Given instruction a
Render this sentence from the U3A events page in Spanish: "Monthly presentations are via zoom, and there are also remote quiz challenges."

Excerpt provided
/---

Crediton & District

Events

MONTHLY OPEN MEETINGS

We have monthly meetings of general interest, a great opportunity to listen to entertaining speakers and to find out what else is going on in our U3A.

Meetings are usually on the third Wednesday of the month, at the Boniface Centre in Crediton, but we have been forced to go “virtual” during these challenging times! Monthly presentations are via zoom, and there are also remote quiz challenges. Alas, Zoom affords no opportunity to browse the information boards, sign up for groups, catch up with old friends or make some new ones.

\---

Given instruction b
Repeat the rows from the line holding "point: tv screen -- mark one dot per instance" through the end of the rows, inclusive.

Available data
/---

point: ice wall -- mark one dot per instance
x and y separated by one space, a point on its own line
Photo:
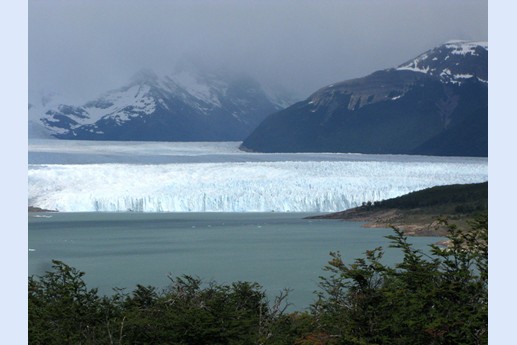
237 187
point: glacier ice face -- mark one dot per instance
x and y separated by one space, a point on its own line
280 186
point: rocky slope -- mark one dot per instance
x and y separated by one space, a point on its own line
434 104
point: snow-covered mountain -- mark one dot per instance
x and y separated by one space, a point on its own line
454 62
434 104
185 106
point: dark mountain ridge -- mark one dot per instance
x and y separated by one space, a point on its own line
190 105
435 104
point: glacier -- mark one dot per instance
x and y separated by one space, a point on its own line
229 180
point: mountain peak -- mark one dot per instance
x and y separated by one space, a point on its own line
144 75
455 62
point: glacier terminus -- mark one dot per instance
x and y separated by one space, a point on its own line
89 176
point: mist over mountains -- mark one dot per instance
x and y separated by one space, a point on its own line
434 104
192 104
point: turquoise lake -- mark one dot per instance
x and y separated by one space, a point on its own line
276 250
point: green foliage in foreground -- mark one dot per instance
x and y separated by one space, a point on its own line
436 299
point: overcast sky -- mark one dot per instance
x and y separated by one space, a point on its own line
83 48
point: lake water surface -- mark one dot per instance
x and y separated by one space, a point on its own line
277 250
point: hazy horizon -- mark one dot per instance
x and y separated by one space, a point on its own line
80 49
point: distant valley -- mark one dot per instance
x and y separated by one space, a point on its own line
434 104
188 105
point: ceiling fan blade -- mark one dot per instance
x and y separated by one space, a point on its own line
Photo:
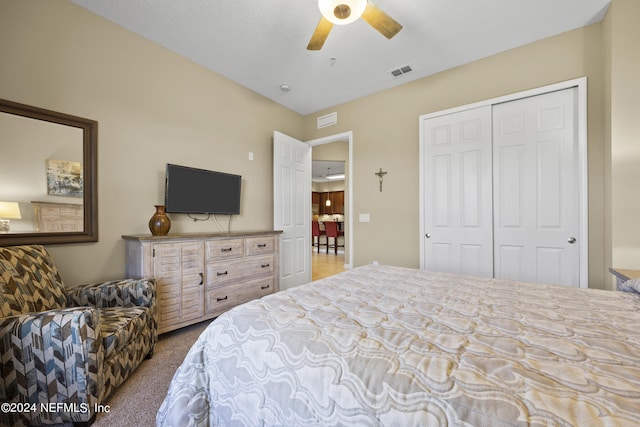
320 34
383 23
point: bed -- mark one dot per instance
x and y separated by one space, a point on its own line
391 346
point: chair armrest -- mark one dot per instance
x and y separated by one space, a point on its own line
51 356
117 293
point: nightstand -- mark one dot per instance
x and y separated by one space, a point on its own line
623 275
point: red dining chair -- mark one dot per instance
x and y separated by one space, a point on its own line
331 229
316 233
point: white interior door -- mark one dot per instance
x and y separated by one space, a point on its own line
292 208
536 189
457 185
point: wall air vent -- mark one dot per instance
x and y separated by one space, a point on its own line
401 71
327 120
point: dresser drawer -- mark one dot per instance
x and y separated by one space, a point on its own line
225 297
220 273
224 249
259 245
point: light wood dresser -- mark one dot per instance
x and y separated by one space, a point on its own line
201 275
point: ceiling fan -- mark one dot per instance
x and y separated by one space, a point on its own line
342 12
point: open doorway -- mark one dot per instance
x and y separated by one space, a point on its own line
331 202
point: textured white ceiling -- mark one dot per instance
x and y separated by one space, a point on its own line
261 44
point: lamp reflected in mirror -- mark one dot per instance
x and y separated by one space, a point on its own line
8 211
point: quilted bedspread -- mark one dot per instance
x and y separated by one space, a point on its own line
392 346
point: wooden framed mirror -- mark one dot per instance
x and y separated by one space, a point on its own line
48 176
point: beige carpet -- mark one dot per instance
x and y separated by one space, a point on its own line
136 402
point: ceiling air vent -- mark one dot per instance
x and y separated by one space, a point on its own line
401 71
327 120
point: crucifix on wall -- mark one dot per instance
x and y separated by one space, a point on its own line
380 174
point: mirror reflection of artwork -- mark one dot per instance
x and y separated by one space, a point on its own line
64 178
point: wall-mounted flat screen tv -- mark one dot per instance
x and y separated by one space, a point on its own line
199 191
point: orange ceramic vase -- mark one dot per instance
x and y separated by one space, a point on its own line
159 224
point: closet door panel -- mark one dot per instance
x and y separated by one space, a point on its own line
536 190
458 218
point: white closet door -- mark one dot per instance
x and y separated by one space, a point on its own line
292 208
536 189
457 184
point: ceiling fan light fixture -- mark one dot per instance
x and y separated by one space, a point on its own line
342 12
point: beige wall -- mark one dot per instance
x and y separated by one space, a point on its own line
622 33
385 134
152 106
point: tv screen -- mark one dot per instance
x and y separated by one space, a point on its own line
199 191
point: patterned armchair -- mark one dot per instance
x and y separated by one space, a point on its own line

\---

Correct response a
Las presentaciones mensuales se hacen por zoom, y también hay desafíos de preguntas a distancia.

Correct response b
point: tv screen -- mark one dot per instance
x and y separated by one space, a point on its own line
199 191
point: patterned armchair -- mark one dot per instance
x and y separated by one space, a point on its own line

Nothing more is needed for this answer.